Stored items:
****************

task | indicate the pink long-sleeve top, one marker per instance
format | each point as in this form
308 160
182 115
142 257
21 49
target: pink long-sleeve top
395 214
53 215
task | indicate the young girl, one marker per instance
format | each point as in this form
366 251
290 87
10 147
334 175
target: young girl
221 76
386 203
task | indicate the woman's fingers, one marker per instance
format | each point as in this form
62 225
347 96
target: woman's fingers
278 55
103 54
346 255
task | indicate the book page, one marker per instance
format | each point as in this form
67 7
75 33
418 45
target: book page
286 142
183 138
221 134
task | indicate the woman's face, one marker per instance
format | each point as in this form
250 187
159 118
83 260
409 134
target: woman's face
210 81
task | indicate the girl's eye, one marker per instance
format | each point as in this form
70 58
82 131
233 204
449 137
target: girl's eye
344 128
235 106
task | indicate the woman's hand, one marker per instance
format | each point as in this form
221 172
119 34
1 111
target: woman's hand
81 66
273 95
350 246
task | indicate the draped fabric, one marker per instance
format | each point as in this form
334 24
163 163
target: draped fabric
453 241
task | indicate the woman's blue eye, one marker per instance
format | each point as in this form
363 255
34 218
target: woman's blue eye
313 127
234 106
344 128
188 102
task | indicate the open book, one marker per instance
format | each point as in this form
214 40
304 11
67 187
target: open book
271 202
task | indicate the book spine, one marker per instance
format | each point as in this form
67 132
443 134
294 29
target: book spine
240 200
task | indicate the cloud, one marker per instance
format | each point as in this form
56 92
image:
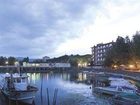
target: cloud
113 18
37 27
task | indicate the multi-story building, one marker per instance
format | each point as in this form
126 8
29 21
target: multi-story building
99 53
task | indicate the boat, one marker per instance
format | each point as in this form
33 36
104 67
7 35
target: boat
17 88
117 86
113 90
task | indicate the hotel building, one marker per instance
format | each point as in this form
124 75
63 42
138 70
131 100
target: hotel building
99 52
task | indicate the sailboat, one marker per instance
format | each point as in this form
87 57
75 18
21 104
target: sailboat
17 88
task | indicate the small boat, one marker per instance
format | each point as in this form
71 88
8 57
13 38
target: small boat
17 88
117 86
113 90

****************

__OBJECTIVE__. Copy out the Stored items lines, starting at the line containing "task | indicate the cloud, one" and ending at the last line, requests included. Increase each answer coordinate by 58 and leave the pictures out.

__TASK RESPONSE__.
task | indicate the cloud, one marker per instance
format | each point as in this form
56 92
image:
target: cloud
171 76
95 85
task | indicate the multi-story building, one marker per instance
format | each point as in this form
126 8
29 21
target: multi-story building
157 111
task | indicate the boat, one marker per instance
format | each point as in this form
33 36
104 67
7 35
target: boat
75 146
175 144
171 148
task | indicate the hotel building, one marker per instance
format | each point as in this form
124 75
63 42
138 70
131 100
target: hotel building
157 110
task | indicate the sailboat, one marker per instance
format | each point as in this form
87 57
75 18
21 104
target: sailboat
75 146
task | indicate the small boat, one marker per instance
format | each point as in this form
71 88
8 57
13 38
target: small boat
75 146
175 144
171 148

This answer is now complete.